Rows from a box-labeling dataset
begin

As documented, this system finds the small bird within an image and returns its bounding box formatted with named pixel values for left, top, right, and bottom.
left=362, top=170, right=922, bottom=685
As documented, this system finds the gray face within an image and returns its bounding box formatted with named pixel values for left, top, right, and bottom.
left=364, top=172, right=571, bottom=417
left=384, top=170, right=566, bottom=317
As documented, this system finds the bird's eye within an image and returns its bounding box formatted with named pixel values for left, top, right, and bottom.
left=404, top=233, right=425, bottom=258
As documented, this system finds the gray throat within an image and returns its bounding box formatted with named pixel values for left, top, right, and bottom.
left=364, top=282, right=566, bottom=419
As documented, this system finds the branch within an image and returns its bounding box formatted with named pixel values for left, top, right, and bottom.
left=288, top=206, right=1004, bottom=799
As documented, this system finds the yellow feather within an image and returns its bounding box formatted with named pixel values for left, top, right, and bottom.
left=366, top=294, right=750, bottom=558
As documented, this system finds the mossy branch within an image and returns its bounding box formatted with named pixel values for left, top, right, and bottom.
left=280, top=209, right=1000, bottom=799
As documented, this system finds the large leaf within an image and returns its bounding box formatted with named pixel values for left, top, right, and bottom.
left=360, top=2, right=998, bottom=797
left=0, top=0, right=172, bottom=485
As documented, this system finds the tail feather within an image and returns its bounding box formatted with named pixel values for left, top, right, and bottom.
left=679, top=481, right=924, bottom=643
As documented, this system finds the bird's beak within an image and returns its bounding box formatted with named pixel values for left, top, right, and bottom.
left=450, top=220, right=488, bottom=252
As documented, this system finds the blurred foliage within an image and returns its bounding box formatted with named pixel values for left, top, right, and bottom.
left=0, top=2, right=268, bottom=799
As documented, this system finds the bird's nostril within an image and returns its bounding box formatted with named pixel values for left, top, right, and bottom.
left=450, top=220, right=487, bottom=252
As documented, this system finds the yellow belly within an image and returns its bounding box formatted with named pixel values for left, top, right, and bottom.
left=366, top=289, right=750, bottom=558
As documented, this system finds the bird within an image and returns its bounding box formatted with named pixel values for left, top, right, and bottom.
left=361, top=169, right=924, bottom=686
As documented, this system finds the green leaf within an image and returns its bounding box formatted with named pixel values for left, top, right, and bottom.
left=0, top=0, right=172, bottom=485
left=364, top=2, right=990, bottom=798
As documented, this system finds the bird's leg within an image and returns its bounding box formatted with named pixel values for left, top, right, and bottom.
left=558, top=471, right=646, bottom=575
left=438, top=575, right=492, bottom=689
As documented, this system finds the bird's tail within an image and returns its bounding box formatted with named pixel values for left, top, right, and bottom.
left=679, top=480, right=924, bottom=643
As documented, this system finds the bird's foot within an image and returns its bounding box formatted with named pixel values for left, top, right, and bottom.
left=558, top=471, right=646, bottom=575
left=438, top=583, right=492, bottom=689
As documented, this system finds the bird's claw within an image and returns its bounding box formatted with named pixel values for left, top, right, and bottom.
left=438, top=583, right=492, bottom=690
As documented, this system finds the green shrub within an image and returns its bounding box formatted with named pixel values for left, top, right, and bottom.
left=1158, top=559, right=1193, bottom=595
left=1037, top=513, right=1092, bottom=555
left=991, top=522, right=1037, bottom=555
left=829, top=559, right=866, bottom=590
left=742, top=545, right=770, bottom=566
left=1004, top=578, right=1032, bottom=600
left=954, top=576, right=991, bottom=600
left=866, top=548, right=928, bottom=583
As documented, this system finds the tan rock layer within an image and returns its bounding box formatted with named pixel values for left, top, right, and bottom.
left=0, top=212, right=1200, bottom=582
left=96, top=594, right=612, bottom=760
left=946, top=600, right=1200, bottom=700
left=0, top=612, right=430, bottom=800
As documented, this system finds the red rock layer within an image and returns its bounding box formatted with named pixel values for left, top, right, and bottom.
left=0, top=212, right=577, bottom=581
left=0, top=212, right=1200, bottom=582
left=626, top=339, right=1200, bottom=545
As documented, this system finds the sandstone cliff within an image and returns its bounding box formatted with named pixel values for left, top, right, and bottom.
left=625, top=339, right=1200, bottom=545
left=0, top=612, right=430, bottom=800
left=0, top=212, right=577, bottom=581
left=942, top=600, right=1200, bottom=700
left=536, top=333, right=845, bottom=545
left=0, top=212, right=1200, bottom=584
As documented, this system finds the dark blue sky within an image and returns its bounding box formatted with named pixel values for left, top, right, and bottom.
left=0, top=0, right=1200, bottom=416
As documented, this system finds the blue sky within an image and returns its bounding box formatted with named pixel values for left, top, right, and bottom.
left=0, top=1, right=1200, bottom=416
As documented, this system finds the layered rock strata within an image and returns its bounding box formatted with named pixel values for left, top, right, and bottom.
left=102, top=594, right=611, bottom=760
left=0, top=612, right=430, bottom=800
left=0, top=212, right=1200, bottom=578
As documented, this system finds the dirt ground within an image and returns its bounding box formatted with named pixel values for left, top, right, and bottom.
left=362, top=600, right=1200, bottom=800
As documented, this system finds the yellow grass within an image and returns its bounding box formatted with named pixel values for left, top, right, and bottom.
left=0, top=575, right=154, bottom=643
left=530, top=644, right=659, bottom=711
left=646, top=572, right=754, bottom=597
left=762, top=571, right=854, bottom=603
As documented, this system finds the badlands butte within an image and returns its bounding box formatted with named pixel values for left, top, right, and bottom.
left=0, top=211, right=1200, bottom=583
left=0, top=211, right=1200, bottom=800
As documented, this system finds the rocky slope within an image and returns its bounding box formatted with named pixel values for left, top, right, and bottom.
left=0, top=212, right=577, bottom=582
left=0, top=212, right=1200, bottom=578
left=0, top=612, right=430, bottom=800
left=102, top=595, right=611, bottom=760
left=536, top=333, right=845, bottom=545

end

What is expected: Rewrite all of the entries above, replacing "pixel values" with "pixel coordinates" and leaving everything else as it is.

Response to the exercise:
As documented, this system finds the small bird within an image and returns its bounding box formatted with named pixel coordinates for left, top, right, and bottom.
left=362, top=170, right=922, bottom=685
As documented, this system finds the gray face within an image and returns its bounding box formatted with named pixel coordinates for left, top, right, and bottom.
left=364, top=172, right=571, bottom=417
left=384, top=170, right=566, bottom=317
As documented, this system finds the bird's eye within an image and returns its bounding box formatted with named pixel coordinates for left, top, right, and bottom.
left=404, top=233, right=425, bottom=258
As documented, this system finds the gray throat within an image and returns its bounding box formatted with named pixel coordinates for left, top, right, and bottom.
left=364, top=282, right=566, bottom=419
As documented, this system finds the branch within an image and returns its bounding box formatted with named pixel coordinates for left, top, right, and bottom.
left=288, top=206, right=1004, bottom=799
As documented, this system finds the yellow feather within an image and returns its bounding box formatted with named pixel coordinates for left, top, right, and bottom.
left=366, top=294, right=750, bottom=558
As documented, this system finds the mossy branch within an image and returns its bounding box formatted with named pixel coordinates for left, top, right, and bottom.
left=280, top=209, right=1000, bottom=799
As documented, this system finds the large leaf within an image and returns its bounding box formatted with named pixel coordinates for left, top, right, and bottom.
left=360, top=2, right=998, bottom=797
left=0, top=0, right=172, bottom=485
As documented, this system finds the tail feather within an image and returns its bounding box formatted with named pixel coordinates for left, top, right, and bottom.
left=679, top=481, right=924, bottom=643
As documented, this system finds the bird's beak within an image and returns its bounding box formatted with named pixel coordinates for left, top, right, and bottom.
left=450, top=220, right=488, bottom=252
As documented, this system finds the blurred foliage within an image and returns its bounding box formatted with named pixel coordinates for left, top, right, and bottom.
left=0, top=2, right=268, bottom=799
As documented, this system finds the bird's nostril within an image and returns its bounding box formatted with named pixel coordinates for left, top, right, and bottom.
left=450, top=220, right=487, bottom=252
As documented, this system finds the yellow belly within an image and returns its bounding box formatted with named pixel coordinates for left, top, right, and bottom.
left=366, top=289, right=750, bottom=558
As documented, this system finds the bird within an image and returns its bounding box formatted with named pixel coordinates for left, top, right, and bottom.
left=361, top=169, right=924, bottom=686
As documented, this system finds the green leaf within an image and returns its bounding box formatted with named pixel coordinates for left, top, right, and bottom.
left=0, top=0, right=172, bottom=485
left=364, top=2, right=990, bottom=798
As documented, this system finds the bird's leg within an image and returns its bounding box formatted with named pixel coordinates for left, top, right, and bottom.
left=558, top=471, right=646, bottom=575
left=438, top=575, right=492, bottom=689
As documented, this system finds the bird's tail within an image and returns its bounding box formatted with named pixel coordinates for left, top, right, and bottom.
left=679, top=480, right=924, bottom=643
As documented, this system finds the bird's foot within an image and returns its bounding box formatted with named pixel coordinates for left, top, right, and bottom.
left=558, top=471, right=646, bottom=575
left=438, top=583, right=492, bottom=689
As documented, this system finds the bird's claw within an image and returns its bounding box formatted with named pixel coordinates for left, top, right, and bottom.
left=438, top=583, right=492, bottom=690
As documented, this system finds the green shrub within an image and returns its bounding box formatted with named pixel coordinates for left, top, right, and bottom.
left=1158, top=559, right=1193, bottom=595
left=1037, top=513, right=1092, bottom=555
left=991, top=522, right=1037, bottom=555
left=829, top=559, right=866, bottom=590
left=742, top=545, right=770, bottom=566
left=1004, top=578, right=1032, bottom=600
left=954, top=576, right=991, bottom=600
left=866, top=548, right=928, bottom=583
As documented, this system finds the tan rock layer within an image and returns its bounding box formatted with named pixel coordinates for left, top, right, and bottom.
left=0, top=212, right=1200, bottom=582
left=96, top=594, right=612, bottom=760
left=946, top=600, right=1200, bottom=700
left=0, top=612, right=430, bottom=800
As documented, this system finds the red rock layer within an image and returns its bounding box formatted with named pixel coordinates for left, top, right, and bottom.
left=0, top=212, right=577, bottom=581
left=0, top=212, right=1200, bottom=582
left=626, top=339, right=1200, bottom=545
As documented, this system finds the sandstone cliff within an image and returns its bounding box formatted with named pixel coordinates for left, top, right, and bottom.
left=625, top=339, right=1200, bottom=545
left=0, top=612, right=430, bottom=800
left=0, top=212, right=577, bottom=581
left=942, top=600, right=1200, bottom=700
left=536, top=333, right=845, bottom=545
left=0, top=212, right=1200, bottom=584
As documented, this system finds the dark blue sky within an image and returns its bounding box formatted with named pixel coordinates for left, top, right, and bottom.
left=0, top=0, right=1200, bottom=416
As documented, this system finds the blue sky within an image and returns its bounding box formatted with named pixel coordinates for left, top, right, and bottom.
left=0, top=1, right=1200, bottom=416
As documented, this system finds the layered rock strata within an image and returns its bounding box formatted with named pixel coordinates for left, top, right, and bottom.
left=102, top=594, right=611, bottom=760
left=0, top=612, right=430, bottom=800
left=0, top=212, right=1200, bottom=578
As documented, this system finds the dirt ground within an image and returns its bounding box formatted with named pixel coordinates for left, top, right, and bottom.
left=362, top=600, right=1200, bottom=800
As documented, this system finds the yellow grass within an image and returns its bounding box formatted with named pixel coordinates for left, top, right, and bottom.
left=0, top=575, right=154, bottom=643
left=530, top=644, right=659, bottom=711
left=646, top=572, right=754, bottom=597
left=762, top=571, right=854, bottom=603
As documented, this system finds the badlands butte within an image and returns its bounding box formatted with named pixel coordinates for left, top, right, and bottom.
left=0, top=211, right=1200, bottom=583
left=0, top=211, right=1200, bottom=800
As documented, this system finds the rocky slope within an image and returns its bounding box formatted with named pixel coordinates for left, top, right, and bottom.
left=0, top=212, right=577, bottom=582
left=0, top=212, right=1200, bottom=578
left=0, top=612, right=430, bottom=800
left=102, top=595, right=611, bottom=760
left=536, top=333, right=845, bottom=545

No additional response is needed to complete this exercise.